>> START Extract to read
[XLA:GPU] Enable vectorization of the indices operand for scatter.

pifon2a · Google-ML-Automation · commit a32e66756cdf · 2025-01-14T04:50:39.000-08:00
PiperOrigin-RevId: 715329926
diff --git a/xla/backends/gpu/codegen/emitters/scatter.cc b/xla/backends/gpu/codegen/emitters/scatter.cc
@@ -81,6 +81,7 @@ using emitters::PartitionedComputations;
 using emitters::ProvideParameter;
 using llvm::APFloat;
 using llvm::APInt;
+using llvm::ArrayRef;
 using llvm::SmallVector;
 using mlir::AffineExpr;
 using mlir::AffineMap;
@@ -171,7 +172,7 @@ Value UpdateIsInbounds(ImplicitLocOpBuilder& b, Value is_inbounds,
       .front();
 }
 
-SmallVector<Value> Pack(llvm::ArrayRef<ValueRange> ranges) {
+SmallVector<Value> Pack(ArrayRef<ValueRange> ranges) {
   int64_t total_size = 0;
   for (auto& range : ranges) {
     total_size += range.size();
@@ -184,8 +185,7 @@ SmallVector<Value> Pack(llvm::ArrayRef<ValueRange> ranges) {
   return result;
 }
 
-SmallVector<ValueRange> Unpack(ValueRange range,
-                               llvm::ArrayRef<int64_t> sizes) {
+SmallVector<ValueRange> Unpack(ValueRange range, ArrayRef<int64_t> sizes) {
   int64_t total_size = 0;
   for (auto& size : sizes) {
     total_size += size;
@@ -213,29 +213,42 @@ SmallVector<Value, 4> PadWithZeros(ValueRange values, int64_t size,
 }
 
 // Creates a new indexing map that is the same as `map` but with the range
-// variable at `range_var_index` replaced with the new dimension variable at
-// `dimension_{dim_var_size)`. Potentially, it can be moved to indexing_map.h.
>> END Extract to read
>> START Material
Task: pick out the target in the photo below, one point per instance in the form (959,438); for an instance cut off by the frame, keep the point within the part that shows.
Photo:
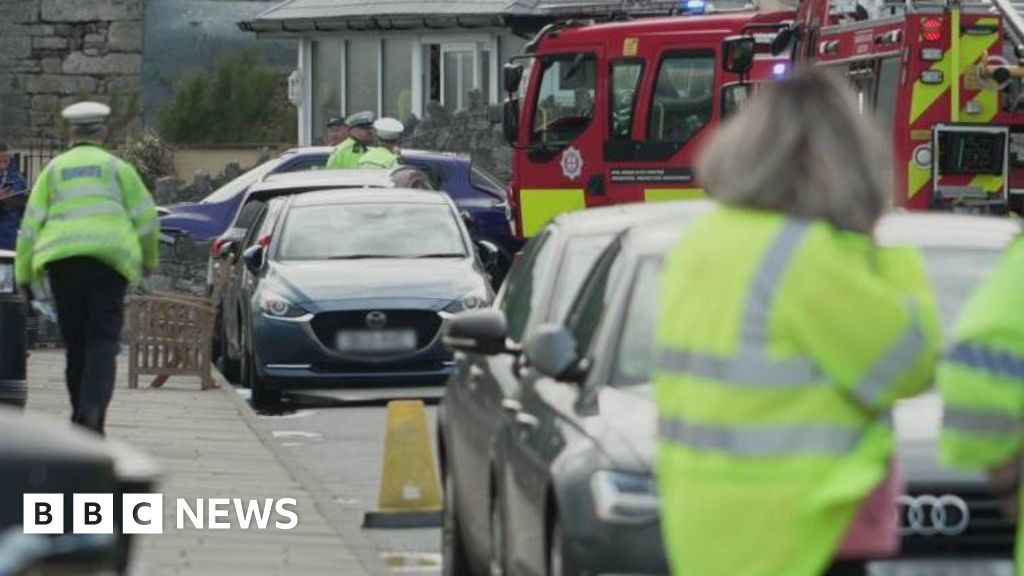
>> END Material
• **To do**
• 1. In the scatter commit diff above, list every `using` declaration that names something from the `llvm` namespace.
• 2. Extend the scatter commit diff from the point where it stops.

• **Answers to each task**
• 1. llvm::APFloat, llvm::APInt, llvm::ArrayRef, llvm::SmallVector

• 2.
-IndexingMap ConvertRangeVariableToDimension(const IndexingMap& map,
-                                            int64_t range_var_index) {
+// variables at `range_var_indices` converted to the new dimensions variables at
+// and added to the end of dimension variables list. Potentially, it can be
+// moved to indexing_map.h.
+IndexingMap ConvertRangeVariableToDimension(
+    const IndexingMap& map, ArrayRef<int64_t> range_var_indices) {
+  CHECK(std::is_sorted(range_var_indices.begin(), range_var_indices.end()));
   auto* mlir_context = map.GetMLIRContext();
 
   AffineMap affine_map = map.GetAffineMap();
-  // Update the affine map.
+  // Update the affine map and the variables.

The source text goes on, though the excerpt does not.